> The request: Count the lines in the items below that contain the word "instance", and give only that number.

> Rows taken from a dataset:
----------------

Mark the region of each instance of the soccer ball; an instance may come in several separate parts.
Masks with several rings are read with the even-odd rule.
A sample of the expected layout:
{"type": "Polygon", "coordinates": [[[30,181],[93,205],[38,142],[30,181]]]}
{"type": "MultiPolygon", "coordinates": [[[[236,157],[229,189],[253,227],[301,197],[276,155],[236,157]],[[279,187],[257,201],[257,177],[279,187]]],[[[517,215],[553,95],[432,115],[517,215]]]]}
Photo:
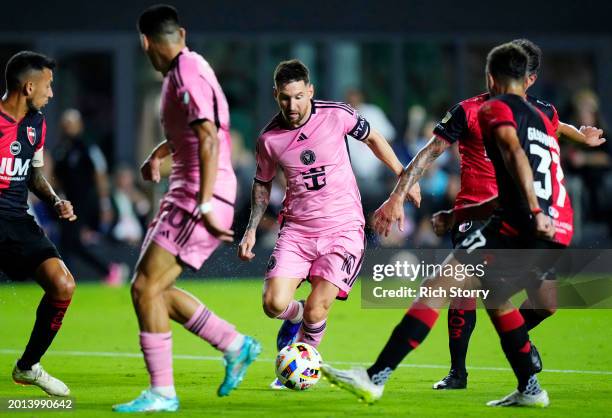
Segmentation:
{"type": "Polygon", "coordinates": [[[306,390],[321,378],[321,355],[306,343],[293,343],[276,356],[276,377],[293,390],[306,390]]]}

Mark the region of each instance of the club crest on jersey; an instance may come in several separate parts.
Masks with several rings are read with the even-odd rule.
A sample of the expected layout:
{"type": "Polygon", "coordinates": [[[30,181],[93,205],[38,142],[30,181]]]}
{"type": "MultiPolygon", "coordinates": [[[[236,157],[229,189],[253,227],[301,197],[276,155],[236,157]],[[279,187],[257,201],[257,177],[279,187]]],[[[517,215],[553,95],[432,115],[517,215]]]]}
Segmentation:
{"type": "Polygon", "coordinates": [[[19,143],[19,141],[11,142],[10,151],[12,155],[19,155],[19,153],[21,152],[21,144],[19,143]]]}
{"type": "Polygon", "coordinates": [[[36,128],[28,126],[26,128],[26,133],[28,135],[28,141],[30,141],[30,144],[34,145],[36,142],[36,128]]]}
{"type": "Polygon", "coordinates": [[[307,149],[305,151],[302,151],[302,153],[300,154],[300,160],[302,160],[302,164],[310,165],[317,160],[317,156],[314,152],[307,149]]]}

----------------

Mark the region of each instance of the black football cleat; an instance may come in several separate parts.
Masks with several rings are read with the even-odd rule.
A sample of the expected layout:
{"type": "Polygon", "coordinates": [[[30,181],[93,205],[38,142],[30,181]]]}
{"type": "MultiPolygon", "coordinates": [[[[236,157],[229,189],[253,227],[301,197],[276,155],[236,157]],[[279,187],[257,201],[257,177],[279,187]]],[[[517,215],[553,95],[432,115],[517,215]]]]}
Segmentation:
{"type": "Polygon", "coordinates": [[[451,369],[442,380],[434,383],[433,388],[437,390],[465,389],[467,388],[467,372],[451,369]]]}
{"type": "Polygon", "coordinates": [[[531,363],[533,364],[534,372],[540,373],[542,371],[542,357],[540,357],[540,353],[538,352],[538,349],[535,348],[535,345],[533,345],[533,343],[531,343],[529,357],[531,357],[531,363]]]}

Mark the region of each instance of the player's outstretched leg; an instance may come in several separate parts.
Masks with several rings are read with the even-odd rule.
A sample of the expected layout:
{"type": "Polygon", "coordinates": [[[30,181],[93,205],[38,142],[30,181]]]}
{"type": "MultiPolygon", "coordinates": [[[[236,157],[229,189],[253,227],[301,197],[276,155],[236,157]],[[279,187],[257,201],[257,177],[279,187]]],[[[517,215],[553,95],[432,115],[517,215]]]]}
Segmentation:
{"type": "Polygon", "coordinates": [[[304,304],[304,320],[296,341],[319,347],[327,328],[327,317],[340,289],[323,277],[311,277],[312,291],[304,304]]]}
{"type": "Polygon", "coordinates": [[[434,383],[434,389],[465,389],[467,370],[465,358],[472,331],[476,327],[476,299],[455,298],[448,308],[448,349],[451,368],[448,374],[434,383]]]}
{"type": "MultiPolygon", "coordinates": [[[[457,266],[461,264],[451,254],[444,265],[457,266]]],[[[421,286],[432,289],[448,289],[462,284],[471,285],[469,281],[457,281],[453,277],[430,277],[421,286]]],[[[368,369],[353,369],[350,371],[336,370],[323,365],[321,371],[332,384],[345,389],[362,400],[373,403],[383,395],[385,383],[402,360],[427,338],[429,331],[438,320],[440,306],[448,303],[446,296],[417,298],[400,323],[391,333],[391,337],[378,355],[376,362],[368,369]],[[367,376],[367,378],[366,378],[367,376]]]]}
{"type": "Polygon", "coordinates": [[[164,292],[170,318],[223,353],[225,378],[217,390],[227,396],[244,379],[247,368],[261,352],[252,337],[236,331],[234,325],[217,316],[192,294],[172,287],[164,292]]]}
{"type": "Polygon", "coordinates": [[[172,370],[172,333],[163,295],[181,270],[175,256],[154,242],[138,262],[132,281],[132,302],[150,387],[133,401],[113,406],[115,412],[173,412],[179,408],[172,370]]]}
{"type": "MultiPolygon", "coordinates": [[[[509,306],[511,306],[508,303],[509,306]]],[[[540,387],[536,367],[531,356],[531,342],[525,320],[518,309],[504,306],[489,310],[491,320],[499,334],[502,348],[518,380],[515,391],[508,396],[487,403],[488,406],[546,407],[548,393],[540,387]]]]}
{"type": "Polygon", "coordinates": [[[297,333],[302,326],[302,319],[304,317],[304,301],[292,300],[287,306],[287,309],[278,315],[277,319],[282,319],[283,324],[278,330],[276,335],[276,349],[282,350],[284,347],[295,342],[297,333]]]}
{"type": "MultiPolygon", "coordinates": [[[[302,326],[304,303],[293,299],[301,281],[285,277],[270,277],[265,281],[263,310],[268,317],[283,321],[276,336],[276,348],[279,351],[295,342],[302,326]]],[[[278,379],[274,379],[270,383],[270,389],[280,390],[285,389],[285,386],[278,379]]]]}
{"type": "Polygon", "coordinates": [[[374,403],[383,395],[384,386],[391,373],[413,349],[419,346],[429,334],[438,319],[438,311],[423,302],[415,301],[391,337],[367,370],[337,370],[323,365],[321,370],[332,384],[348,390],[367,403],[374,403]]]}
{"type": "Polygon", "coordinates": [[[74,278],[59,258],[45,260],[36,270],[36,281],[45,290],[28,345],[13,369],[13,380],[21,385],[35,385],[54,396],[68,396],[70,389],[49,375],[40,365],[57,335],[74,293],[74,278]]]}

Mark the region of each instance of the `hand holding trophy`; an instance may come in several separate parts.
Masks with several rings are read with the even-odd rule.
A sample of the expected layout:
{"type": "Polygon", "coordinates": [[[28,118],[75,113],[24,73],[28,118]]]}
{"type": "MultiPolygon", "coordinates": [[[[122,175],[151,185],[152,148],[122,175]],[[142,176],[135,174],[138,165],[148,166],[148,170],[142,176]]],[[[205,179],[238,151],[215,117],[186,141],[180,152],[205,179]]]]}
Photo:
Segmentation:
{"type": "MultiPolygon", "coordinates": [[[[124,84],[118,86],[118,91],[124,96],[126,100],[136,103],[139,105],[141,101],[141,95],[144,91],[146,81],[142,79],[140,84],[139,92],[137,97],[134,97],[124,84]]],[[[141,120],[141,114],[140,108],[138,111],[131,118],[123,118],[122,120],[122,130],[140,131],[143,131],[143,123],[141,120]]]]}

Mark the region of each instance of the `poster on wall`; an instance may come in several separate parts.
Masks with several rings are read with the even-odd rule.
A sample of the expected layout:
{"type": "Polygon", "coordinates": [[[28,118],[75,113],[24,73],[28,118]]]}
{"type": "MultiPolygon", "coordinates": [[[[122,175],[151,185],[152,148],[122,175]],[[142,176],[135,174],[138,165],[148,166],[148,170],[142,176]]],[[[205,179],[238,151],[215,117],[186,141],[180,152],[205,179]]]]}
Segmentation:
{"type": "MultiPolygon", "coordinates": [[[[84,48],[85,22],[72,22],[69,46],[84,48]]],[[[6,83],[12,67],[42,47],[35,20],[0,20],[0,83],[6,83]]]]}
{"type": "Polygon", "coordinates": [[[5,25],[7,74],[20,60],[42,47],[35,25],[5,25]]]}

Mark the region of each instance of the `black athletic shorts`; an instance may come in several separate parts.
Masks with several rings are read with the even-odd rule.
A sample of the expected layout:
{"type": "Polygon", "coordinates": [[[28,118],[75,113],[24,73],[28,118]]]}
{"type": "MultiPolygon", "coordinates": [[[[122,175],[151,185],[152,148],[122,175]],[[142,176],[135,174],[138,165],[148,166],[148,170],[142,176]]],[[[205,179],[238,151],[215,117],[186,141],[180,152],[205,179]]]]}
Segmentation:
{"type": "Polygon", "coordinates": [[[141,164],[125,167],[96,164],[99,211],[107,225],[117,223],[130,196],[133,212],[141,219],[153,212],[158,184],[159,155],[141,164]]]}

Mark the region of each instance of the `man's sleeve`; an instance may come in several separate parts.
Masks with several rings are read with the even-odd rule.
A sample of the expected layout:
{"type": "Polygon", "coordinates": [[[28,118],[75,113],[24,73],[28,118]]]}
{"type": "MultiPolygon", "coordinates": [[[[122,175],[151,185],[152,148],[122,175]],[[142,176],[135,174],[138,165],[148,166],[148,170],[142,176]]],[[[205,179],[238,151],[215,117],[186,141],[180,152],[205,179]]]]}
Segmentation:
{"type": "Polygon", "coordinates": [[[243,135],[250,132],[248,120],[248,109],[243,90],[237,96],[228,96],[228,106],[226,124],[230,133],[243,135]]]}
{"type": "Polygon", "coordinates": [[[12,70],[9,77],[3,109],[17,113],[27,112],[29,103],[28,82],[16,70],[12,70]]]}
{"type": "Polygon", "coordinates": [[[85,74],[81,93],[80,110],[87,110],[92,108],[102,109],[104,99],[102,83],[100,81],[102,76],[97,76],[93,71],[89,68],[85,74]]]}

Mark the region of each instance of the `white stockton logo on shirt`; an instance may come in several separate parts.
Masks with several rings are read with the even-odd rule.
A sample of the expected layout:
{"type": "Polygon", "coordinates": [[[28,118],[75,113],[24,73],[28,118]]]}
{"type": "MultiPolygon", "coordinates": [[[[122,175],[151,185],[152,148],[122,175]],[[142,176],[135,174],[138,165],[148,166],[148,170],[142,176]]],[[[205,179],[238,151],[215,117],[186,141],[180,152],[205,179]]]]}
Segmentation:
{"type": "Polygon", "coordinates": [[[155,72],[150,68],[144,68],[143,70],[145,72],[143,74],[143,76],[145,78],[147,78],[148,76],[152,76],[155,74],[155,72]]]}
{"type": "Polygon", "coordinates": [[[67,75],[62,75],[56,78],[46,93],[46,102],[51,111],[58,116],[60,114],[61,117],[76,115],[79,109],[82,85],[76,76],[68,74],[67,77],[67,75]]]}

----------------

> Finished answer: 9